▶ [Selected passage]
▼

To evaluate differences in pretreatment urinary and sexual function in two population-based cohorts of men with prostate cancer enrolled nearly 20 yr apart.
Design, setting, and participants
Patients were enrolled in the Prostate Cancer Outcomes Study (PCOS) or the Comparative Effectiveness Analysis of Surgery and Radiation (CEASAR) study, two population-based cohorts that enrolled patients with incident prostate cancer from 1994 to 1995 and from 2011 to 2012, respectively. Participants completed surveys at baseline and various time points thereafter.
Outcome measurements and statistical analysis
We performed multivariable logistic and linear regression analysis to investigate differences in pretreatment function between studies.
Results and limitations
The study comprised 5469 men of whom 2334 (43%) were enrolled in PCOS and 3135 (57%) were enrolled in CEASAR. Self-reported urinary incontinence was higher in CEASAR compared with PCOS (7.7% vs 4.7%; adjusted odds ratio [OR]: 1.83; 95% confidence interval [CI], 1.39–2.43). Similarly, self-reported erectile dysfunction was more common among CEASAR participants (44.7% vs 24.0%) with an adjusted OR of 3.12 (95% CI, 2.68–3.64). Multivariable linear regression models revealed less favorable self-reported baseline function among CEASAR participants in the urinary incontinence and sexual function domains. The study is limited by its observational design and possibility of unmeasured confounding.
Conclusions
Reporting of pretreatment urinary incontinence and erectile dysfunction has increased over the past two decades. These findings may reflect sociological changes including heightened media attention and direct-to-consumer marketing, among other potential explanations.
Patient summary
Patient reporting of urinary and sexual function has evolved and is likely contingent on continually changing societal norms. Recognizing the evolving nature of patient reporting is essential in efforts to conduct high-quality, impactful comparative effectiveness research.
Keywords: Prostate cancer, Quality of life, Urinary function, Sexual function, Patient-reported outcomes
1. Introduction
Treatment for localized prostate cancer yields potential short- and long-term negative impacts on health-related quality of life (HRQOL), particularly in the urinary, sexual, and bowel function domains [1–4]. However, little is known regarding how the reporting of dysfunction in these domains may have changed over time and how such differences may alter the interpretation of patient-reported outcomes in comparative effectiveness research. The public has certainly become more aware of prostate cancer and the negative effects of its treatment over the past two decades. There has also been rapid expansion of direct-to-consumer (DTC) advertising, possibly reducing the stigma of conditions such as urinary incontinence or erectile dysfunction (ED) that would, in turn, increase patient reporting of such functional deficiencies [1–4]. Although stigma serves as a barrier to seeking treatment and information for a particular illness [5,6], it is not known whether stigma reduction results in meaningful changes in patient reporting.

▲

▶ [Data listing]
▼

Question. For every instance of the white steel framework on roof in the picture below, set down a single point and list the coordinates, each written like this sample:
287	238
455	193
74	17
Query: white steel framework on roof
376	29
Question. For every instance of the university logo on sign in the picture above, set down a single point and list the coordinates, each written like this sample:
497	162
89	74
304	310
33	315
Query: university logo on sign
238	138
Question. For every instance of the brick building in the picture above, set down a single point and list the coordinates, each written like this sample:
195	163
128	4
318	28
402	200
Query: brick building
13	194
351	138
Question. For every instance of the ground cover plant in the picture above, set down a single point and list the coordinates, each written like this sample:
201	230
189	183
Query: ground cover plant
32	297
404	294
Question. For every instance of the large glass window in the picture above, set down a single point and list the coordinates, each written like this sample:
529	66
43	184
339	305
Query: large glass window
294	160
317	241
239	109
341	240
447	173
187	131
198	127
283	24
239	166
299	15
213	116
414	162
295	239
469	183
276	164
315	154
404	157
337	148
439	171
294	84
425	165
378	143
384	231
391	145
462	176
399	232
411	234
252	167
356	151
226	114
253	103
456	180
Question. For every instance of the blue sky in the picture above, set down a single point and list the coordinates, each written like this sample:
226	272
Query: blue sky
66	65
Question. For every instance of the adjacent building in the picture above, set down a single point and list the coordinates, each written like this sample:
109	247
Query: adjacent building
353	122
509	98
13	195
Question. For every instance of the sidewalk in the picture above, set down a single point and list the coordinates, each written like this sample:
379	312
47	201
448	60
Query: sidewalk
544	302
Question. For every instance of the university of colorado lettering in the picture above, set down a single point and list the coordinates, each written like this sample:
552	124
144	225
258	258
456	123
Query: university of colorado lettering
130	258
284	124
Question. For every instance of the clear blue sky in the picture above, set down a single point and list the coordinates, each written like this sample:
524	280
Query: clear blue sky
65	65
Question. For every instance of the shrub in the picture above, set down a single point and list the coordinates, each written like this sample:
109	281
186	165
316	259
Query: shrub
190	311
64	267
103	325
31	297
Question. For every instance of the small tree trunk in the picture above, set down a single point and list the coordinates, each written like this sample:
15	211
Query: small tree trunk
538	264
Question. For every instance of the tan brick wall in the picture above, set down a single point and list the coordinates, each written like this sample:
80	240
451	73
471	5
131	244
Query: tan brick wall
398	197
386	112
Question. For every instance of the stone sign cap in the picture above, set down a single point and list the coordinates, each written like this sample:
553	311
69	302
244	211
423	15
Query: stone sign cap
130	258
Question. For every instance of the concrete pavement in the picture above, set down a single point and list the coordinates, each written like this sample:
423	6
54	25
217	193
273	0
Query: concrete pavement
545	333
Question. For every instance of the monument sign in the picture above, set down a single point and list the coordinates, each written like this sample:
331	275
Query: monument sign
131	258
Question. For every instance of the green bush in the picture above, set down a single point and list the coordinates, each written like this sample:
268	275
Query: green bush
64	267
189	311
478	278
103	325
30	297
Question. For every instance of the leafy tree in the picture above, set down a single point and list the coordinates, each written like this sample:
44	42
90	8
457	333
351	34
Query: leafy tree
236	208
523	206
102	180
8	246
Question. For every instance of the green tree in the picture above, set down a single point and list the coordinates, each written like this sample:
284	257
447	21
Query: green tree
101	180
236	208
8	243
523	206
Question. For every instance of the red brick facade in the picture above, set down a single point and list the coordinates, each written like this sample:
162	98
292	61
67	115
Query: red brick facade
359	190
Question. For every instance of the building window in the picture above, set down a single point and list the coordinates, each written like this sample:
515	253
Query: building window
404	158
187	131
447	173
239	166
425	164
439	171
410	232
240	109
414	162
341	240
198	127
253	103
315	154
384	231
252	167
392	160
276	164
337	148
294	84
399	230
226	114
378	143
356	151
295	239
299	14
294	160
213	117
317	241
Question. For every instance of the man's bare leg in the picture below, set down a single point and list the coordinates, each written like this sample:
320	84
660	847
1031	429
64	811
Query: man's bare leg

▲

▶ [Work task]
Answer these questions from the passage on prostate cancer function reporting:
(a) In which years did the CEASAR study enroll patients?
(b) What percentage of CEASAR participants reported erectile dysfunction?
(c) According to the introduction, what does stigma serve as?
The listing above is separate material, unrelated to the passage on prostate cancer function reporting.

▶ [Solution to the exercise]
(a) From 2011 to 2012.
(b) 44.7%.
(c) A barrier to seeking treatment and information for a particular illness.